Directive: Could you rewrite the data between the lines holding "Place a point on each instance of the landing" and "x=207, y=110", inclusive, swapping "propeller" for "airscrew" and leaving everything else untouched?
* START *
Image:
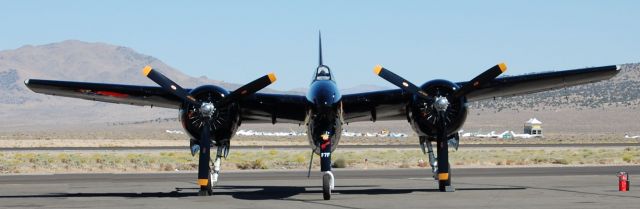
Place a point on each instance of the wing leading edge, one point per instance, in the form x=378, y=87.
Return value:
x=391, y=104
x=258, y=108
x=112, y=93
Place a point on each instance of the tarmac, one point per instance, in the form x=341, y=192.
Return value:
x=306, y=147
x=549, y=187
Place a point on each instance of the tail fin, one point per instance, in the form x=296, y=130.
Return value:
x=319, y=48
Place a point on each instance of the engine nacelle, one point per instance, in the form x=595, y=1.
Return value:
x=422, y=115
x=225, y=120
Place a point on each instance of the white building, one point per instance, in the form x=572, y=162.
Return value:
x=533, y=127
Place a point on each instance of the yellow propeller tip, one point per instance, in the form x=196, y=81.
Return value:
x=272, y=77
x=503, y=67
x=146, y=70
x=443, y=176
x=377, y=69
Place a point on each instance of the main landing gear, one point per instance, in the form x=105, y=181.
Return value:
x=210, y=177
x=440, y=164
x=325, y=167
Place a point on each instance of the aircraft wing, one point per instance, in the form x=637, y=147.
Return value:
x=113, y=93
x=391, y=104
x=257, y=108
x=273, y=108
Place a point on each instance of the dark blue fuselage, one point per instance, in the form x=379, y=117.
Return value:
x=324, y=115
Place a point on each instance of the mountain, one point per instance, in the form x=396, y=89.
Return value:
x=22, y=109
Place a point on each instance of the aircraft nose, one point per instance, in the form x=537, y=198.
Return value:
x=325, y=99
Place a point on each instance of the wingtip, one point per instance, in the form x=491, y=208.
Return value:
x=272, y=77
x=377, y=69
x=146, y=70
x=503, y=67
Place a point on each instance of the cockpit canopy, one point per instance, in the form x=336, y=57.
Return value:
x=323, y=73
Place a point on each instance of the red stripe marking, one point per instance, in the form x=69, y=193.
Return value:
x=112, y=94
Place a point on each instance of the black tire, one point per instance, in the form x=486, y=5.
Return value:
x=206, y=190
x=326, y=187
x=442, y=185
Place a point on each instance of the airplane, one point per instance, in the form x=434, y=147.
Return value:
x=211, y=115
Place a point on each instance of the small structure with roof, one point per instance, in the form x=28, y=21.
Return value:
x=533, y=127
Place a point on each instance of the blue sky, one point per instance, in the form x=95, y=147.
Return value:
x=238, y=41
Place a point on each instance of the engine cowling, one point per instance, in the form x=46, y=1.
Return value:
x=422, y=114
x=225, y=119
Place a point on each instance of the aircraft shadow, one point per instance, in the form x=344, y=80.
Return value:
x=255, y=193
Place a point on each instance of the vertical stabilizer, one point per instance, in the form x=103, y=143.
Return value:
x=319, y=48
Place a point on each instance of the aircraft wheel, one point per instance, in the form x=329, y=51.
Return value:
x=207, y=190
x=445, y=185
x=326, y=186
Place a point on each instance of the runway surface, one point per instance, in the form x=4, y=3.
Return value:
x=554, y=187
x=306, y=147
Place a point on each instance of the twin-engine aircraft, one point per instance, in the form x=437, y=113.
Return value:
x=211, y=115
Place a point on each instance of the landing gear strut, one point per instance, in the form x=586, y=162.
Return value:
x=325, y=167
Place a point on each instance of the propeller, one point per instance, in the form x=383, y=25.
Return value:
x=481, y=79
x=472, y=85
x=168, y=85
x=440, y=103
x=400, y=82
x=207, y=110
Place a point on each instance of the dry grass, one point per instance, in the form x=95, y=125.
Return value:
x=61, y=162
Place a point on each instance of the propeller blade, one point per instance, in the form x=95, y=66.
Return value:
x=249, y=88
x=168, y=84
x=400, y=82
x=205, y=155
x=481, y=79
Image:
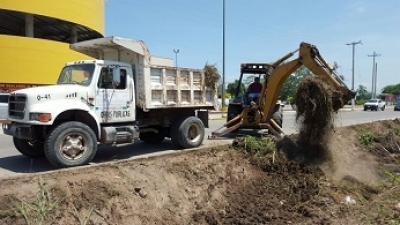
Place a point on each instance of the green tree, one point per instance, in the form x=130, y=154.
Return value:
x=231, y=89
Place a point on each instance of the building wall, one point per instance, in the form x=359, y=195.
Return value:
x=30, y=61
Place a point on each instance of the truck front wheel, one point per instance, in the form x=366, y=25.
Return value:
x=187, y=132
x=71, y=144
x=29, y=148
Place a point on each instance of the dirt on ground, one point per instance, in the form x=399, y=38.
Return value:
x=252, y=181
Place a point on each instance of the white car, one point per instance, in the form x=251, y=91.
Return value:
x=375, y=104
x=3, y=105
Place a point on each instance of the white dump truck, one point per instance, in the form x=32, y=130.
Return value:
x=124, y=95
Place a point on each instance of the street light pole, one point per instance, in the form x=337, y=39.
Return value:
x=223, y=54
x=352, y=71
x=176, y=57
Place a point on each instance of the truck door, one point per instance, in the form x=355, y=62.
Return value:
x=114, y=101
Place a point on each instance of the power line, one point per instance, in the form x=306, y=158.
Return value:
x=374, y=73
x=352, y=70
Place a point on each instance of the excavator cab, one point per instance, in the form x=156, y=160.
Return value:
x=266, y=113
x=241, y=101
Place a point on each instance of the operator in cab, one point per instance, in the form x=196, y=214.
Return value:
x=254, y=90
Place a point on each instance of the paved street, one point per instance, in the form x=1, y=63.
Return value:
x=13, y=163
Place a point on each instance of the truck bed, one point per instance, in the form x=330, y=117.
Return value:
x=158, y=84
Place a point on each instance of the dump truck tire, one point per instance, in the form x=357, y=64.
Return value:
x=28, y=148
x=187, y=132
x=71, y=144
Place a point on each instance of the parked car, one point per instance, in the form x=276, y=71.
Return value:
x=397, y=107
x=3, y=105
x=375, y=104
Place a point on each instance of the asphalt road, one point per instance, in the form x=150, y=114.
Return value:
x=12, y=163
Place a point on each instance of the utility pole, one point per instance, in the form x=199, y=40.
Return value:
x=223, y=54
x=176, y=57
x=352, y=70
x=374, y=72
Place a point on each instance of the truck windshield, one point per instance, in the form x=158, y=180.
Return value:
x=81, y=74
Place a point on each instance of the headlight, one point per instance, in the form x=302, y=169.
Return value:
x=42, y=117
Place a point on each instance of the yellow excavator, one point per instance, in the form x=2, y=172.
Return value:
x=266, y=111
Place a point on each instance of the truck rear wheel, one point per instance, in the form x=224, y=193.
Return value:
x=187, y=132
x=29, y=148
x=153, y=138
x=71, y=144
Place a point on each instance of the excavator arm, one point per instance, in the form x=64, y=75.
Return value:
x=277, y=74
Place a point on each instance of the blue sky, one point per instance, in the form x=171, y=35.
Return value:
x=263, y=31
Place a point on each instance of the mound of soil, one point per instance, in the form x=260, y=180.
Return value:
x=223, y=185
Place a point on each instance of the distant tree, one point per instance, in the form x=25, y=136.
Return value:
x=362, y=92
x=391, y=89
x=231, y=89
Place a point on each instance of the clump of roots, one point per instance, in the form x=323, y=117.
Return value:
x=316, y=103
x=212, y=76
* END *
Response:
Place a point on each instance of the landing gear strut, one point per instance, in the form x=586, y=162.
Return value:
x=325, y=167
Place a point on each instance of the airscrew, one point per instance, in the form x=383, y=25.
Return value:
x=481, y=79
x=472, y=85
x=168, y=85
x=440, y=103
x=400, y=82
x=207, y=110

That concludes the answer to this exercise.